*GIVEN PROBLEM:* Format each line of the data below as a string in a JSON list, one string per line, and leave out any blank lines.

(Named object pointing entries)
+ + + + + + +

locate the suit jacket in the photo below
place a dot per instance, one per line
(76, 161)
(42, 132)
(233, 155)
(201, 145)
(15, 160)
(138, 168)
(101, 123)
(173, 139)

+ + + + + + +

*EXERCISE OUTPUT:*
[
  "locate the suit jacket in the photo below",
  "place a dot per instance, one per line",
  "(76, 161)",
  "(42, 132)",
  "(233, 155)",
  "(201, 145)",
  "(15, 160)",
  "(138, 168)",
  "(101, 123)",
  "(173, 139)"
]